- _PROBLEM TO SOLVE_
Without including any pictures, write out the listing below exactly.

- _INPUT MATERIAL_
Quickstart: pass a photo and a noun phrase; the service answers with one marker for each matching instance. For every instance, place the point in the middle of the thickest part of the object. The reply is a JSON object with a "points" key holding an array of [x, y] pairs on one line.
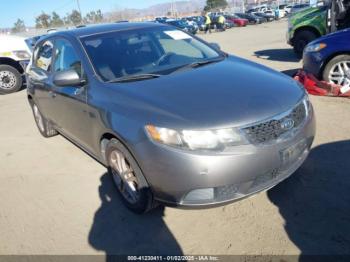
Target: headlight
{"points": [[315, 47], [196, 139], [21, 54]]}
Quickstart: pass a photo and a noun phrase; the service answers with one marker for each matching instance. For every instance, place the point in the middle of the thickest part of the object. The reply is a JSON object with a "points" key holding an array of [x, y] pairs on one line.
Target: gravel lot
{"points": [[54, 199]]}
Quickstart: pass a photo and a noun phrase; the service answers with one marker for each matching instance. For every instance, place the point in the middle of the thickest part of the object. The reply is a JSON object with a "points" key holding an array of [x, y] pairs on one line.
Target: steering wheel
{"points": [[163, 58]]}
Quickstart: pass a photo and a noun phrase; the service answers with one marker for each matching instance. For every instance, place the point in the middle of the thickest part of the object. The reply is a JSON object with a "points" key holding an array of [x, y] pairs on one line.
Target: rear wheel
{"points": [[128, 178], [337, 71], [301, 39], [10, 79], [44, 126]]}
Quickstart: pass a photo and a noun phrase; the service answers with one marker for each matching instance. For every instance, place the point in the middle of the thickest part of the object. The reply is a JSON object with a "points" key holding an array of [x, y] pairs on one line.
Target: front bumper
{"points": [[186, 179]]}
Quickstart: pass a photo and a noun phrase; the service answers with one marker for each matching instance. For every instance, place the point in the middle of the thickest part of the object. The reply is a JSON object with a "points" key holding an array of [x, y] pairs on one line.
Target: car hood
{"points": [[233, 92]]}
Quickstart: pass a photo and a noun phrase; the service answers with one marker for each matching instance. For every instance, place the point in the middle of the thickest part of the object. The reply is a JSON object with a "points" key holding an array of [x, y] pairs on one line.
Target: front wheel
{"points": [[10, 79], [128, 178], [44, 126]]}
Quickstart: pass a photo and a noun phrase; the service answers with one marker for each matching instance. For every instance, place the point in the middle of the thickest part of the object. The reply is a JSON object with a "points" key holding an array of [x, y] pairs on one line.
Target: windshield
{"points": [[157, 50]]}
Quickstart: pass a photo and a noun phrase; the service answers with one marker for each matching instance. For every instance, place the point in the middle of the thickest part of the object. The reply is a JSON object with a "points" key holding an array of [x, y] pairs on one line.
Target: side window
{"points": [[43, 56], [66, 57]]}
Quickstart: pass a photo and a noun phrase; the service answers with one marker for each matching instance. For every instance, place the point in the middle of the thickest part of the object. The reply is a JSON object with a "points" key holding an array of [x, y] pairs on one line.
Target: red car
{"points": [[237, 20]]}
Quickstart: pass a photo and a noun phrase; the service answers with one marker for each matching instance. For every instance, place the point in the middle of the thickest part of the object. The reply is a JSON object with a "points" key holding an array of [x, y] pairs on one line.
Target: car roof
{"points": [[105, 28]]}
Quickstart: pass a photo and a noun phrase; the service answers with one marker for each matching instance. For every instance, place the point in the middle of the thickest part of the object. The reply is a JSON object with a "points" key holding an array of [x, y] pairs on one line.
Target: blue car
{"points": [[328, 58]]}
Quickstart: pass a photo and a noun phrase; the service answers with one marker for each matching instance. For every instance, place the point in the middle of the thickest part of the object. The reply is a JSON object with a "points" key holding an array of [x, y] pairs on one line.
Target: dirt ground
{"points": [[54, 199]]}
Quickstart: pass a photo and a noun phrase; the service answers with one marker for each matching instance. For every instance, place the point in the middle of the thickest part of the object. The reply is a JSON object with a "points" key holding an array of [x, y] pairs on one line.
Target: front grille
{"points": [[273, 129]]}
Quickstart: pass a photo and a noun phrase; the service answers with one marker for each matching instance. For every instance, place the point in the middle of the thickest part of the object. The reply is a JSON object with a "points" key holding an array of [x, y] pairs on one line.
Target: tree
{"points": [[213, 4], [18, 26], [75, 17], [43, 21], [93, 17], [56, 20]]}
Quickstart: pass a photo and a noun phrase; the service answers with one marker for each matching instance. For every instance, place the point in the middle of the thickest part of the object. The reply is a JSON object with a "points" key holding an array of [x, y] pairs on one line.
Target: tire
{"points": [[10, 79], [44, 126], [301, 39], [331, 67], [142, 201]]}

- _RESPONSE FOR THIS EXERCISE_
Quickstart: pass a photo and a noun phrase; the service answers with one marker for each matching instance. For every instance, place the point in the middle of the thickest part of the object. The reply is a JSON object with a "points" key holding an array of [x, y] pairs on one line.
Target: headlight
{"points": [[315, 47], [196, 139], [21, 54]]}
Quickstart: pass a photo and a noun phrase; the service answers with one marker for each matching instance. For every instance, place the point in the middle of the thickest part of the object. The reply is a JSON object with a "points" key holding an array of [x, y] pairs on one line.
Target: gravel lot
{"points": [[54, 199]]}
Quickstart: pass a photo and a noun phrase; the service answers with one marker for each matching instance. For every instance, place the point in the middle of the thickest part of the object. The reply is a JSON object with a "points" key holding an array of [x, y] pairs on one line.
Target: steering wheel
{"points": [[163, 58]]}
Quickstart: pass a photo and a noun phrase; the service answers with one marker for each matching instance. For every instance, place the point in the middle of the thickest part of the object. The reply is a JSON object with a "points" key holding an array of [x, y] pairs on one line.
Target: rear wheel
{"points": [[128, 178], [337, 71], [301, 39], [10, 79], [44, 126]]}
Quickstart: pass a photo and a noun phrase; the service answers with one marker for each matching instance. For every instance, place the point in the middle of the thickest part of the object. The reply is a JSON object with a "points" key holding an array of [x, y] pairs on one line.
Target: front bumper
{"points": [[186, 179]]}
Quickstart: pass a photo and a noun phrase; the service answers with one marker for each matching instance. For every instance, place the point in the middle of the thickest part of the object. The reply is a JSON object with a "points" key holding an array of [x, y] pairs on one line.
Target: car hood
{"points": [[233, 92]]}
Quickstart: pass a photo and a noun phrase; the service answers with one marker for each matching instance. For every instance, place the point in the middle of the thickest part of the object. The reply is a JSON object with a "points" key holding an array of [x, y] pairs on one line.
Target: front wheel
{"points": [[10, 79], [128, 178], [44, 126]]}
Quickstart: pass a photo and a noun phrase; the service answers with one marker for each matching instance. For every instance, place the point in the middle of the thickest part of the object. The reply is a JSON object with a "points" key holding an array of [x, y] pairs on one line.
Target: windshield
{"points": [[157, 50]]}
Quickstart: pass a photo and a noun phrase; the service answers with one marker for each matching instance. For every instance, place the point in the middle of the thickest part of the object. The reply is a JSON object with a "points" key holding an array of [x, y] pairs on one line.
Target: side window
{"points": [[43, 56], [66, 57]]}
Quickstart: pass a photo and a noun phrase; the service answers with one marker for each matching instance. For every instance, place the point in the middle of the thickest part of the object. The reply is a JSON object with a "points" key holding an array of [x, y] pairs on one line.
Target: red car
{"points": [[237, 20]]}
Quickstart: pass a photo and a noun phrase; the service answers with one marker for each matching instance. For every instance, place the point in the middle of the thickest part of the object. The reply is a JSON object with a "points" key holding an array of [x, y] pairs on one line.
Target: car roof
{"points": [[105, 28]]}
Quickstart: pass a photo and a noun phrase; the service answers with one marker for each matching instance. For every instance, place the point in the middle of the thickest part of the object. The reply is a JSON object with a "points" key holding an array of [x, y] pairs on one line.
Target: blue car
{"points": [[328, 58]]}
Quickstart: pass a photo and a noun phrase; the service answers with one marker for each matching instance. For every instance, place the point in the middle of the thickest part of the object. The reply is a JSON object with a "points" key holding an array of [x, y] pairs on one line.
Target: dirt ground
{"points": [[54, 199]]}
Quickstart: pass a photo and a noun phrase; the service answers with one marker for each matching instance. For every instance, place the point in the middle of the thickest part of the object. The reply is a JSON object with a "points" key holding an array of [x, y] pairs on one line.
Target: front grille
{"points": [[273, 129]]}
Quickstart: pass a photo and a noun phrase; the service answers with one marker for each matching instance. For every instance, place the point in the middle of the thickest part of the object. The reply is a JSON object with a "points" key holding an array of [x, y] pairs on one line.
Target: tree
{"points": [[213, 4], [18, 26], [75, 17], [43, 21], [93, 17], [56, 20]]}
Quickstart: pass a photo and a noun phrase; the service answers with one marker for each matching instance. For every instance, place the point in the middle of the thickest part of the object. The reply is a JSON object with a "points" key holding an array of [x, y] pairs on one line.
Target: tire
{"points": [[10, 79], [44, 126], [301, 39], [331, 67], [142, 201]]}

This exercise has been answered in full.